Reproduce verbatim, from the line with "Place a marker on the child's black" through the end of the entries below, both ends included.

###

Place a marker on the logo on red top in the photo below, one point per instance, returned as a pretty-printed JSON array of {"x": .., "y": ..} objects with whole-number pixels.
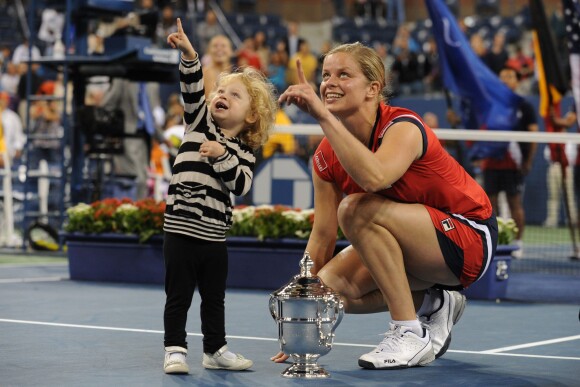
[
  {"x": 447, "y": 224},
  {"x": 319, "y": 161}
]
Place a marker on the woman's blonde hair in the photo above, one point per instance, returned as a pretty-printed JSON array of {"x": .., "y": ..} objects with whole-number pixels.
[
  {"x": 263, "y": 104},
  {"x": 369, "y": 62}
]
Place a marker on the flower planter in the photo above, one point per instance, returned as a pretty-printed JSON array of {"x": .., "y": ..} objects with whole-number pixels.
[
  {"x": 253, "y": 264},
  {"x": 115, "y": 258},
  {"x": 493, "y": 284}
]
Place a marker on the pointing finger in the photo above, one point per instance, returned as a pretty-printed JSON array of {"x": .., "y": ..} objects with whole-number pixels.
[{"x": 301, "y": 77}]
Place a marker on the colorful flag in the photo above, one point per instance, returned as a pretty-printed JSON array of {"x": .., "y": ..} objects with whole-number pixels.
[
  {"x": 551, "y": 81},
  {"x": 490, "y": 103},
  {"x": 572, "y": 19}
]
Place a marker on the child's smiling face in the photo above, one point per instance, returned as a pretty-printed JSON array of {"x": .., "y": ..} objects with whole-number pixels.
[{"x": 231, "y": 105}]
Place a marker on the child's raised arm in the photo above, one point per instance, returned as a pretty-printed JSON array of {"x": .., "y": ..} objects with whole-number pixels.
[{"x": 180, "y": 40}]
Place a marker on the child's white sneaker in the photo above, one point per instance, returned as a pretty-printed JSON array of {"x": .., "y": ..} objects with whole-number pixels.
[
  {"x": 225, "y": 360},
  {"x": 175, "y": 360},
  {"x": 401, "y": 348}
]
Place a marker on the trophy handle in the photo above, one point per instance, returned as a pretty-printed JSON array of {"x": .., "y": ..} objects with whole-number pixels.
[
  {"x": 273, "y": 308},
  {"x": 339, "y": 312}
]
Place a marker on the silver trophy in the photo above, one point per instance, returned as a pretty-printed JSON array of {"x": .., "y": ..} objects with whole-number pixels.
[{"x": 307, "y": 313}]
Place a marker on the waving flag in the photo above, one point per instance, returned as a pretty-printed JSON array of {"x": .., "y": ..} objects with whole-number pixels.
[
  {"x": 491, "y": 104},
  {"x": 551, "y": 82},
  {"x": 572, "y": 18}
]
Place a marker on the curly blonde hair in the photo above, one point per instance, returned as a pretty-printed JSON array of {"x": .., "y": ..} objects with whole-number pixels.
[{"x": 263, "y": 104}]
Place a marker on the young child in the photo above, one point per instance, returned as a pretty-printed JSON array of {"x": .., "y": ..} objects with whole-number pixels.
[{"x": 215, "y": 159}]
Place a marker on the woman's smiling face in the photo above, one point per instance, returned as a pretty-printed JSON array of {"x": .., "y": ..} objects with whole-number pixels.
[{"x": 343, "y": 86}]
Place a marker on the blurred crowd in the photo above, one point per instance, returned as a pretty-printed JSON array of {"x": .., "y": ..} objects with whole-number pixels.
[{"x": 410, "y": 56}]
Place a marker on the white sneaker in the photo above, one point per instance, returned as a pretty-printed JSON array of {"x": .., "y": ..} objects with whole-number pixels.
[
  {"x": 175, "y": 361},
  {"x": 441, "y": 321},
  {"x": 401, "y": 348},
  {"x": 225, "y": 360}
]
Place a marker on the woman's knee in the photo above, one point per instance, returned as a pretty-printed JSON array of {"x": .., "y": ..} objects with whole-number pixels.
[{"x": 353, "y": 210}]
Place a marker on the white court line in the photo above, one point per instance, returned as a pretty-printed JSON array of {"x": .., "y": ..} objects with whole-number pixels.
[
  {"x": 118, "y": 329},
  {"x": 535, "y": 344},
  {"x": 31, "y": 279},
  {"x": 27, "y": 265}
]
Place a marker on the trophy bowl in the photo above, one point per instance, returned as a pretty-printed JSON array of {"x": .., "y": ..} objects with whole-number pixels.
[{"x": 307, "y": 313}]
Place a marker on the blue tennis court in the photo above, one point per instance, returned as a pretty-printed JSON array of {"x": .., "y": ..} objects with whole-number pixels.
[{"x": 58, "y": 332}]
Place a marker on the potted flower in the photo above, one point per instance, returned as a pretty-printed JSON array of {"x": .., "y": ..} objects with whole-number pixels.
[
  {"x": 493, "y": 284},
  {"x": 116, "y": 240},
  {"x": 142, "y": 218}
]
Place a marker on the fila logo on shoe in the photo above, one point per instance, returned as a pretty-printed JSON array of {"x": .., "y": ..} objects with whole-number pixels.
[{"x": 447, "y": 224}]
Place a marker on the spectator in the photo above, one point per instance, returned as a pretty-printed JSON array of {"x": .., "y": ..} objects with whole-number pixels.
[
  {"x": 21, "y": 52},
  {"x": 282, "y": 49},
  {"x": 5, "y": 54},
  {"x": 207, "y": 29},
  {"x": 45, "y": 116},
  {"x": 21, "y": 91},
  {"x": 407, "y": 71},
  {"x": 9, "y": 79},
  {"x": 556, "y": 169},
  {"x": 431, "y": 71},
  {"x": 262, "y": 49},
  {"x": 277, "y": 71},
  {"x": 309, "y": 65},
  {"x": 524, "y": 65},
  {"x": 404, "y": 41},
  {"x": 497, "y": 56},
  {"x": 293, "y": 40},
  {"x": 507, "y": 173},
  {"x": 478, "y": 46},
  {"x": 165, "y": 26},
  {"x": 219, "y": 60},
  {"x": 132, "y": 166},
  {"x": 11, "y": 132},
  {"x": 51, "y": 27},
  {"x": 247, "y": 55}
]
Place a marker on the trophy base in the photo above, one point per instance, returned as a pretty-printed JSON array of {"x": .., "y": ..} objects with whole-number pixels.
[{"x": 305, "y": 371}]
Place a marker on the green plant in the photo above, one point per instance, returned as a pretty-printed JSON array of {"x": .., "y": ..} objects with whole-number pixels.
[
  {"x": 272, "y": 222},
  {"x": 143, "y": 217}
]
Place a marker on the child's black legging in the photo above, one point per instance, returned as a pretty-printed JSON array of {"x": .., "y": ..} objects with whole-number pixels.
[{"x": 191, "y": 262}]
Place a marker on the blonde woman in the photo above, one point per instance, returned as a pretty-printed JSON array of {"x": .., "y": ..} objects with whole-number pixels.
[{"x": 420, "y": 226}]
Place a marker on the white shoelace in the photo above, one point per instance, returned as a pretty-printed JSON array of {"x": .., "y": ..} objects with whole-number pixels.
[{"x": 393, "y": 339}]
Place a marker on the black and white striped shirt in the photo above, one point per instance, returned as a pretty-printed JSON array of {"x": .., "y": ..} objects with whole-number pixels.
[{"x": 198, "y": 200}]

###

--- RIGHT ANSWER ---
Place a marker on the child's black legging in the photo above, one point per instance, returned as a pretty-printed JSON array of {"x": .., "y": ..} objects with whole-number pixels.
[{"x": 191, "y": 262}]
Place a marker on the blonde woman in the photo above, one point per instance, returned as a pretty-printed JSON array of {"x": .., "y": ..} objects with whole-number pixels.
[{"x": 420, "y": 226}]
Place a marker on the white shoelace in the photo above, one point per instance, returned as a pretty-printed JSON array of {"x": .., "y": ..} objects with whole-number pixels.
[{"x": 393, "y": 339}]
Place a marker on the black and white striped shirt in the photo above, one point per instance, returned as a pretty-printed JSON array of {"x": .., "y": ..} objects with whole-number pixels.
[{"x": 198, "y": 200}]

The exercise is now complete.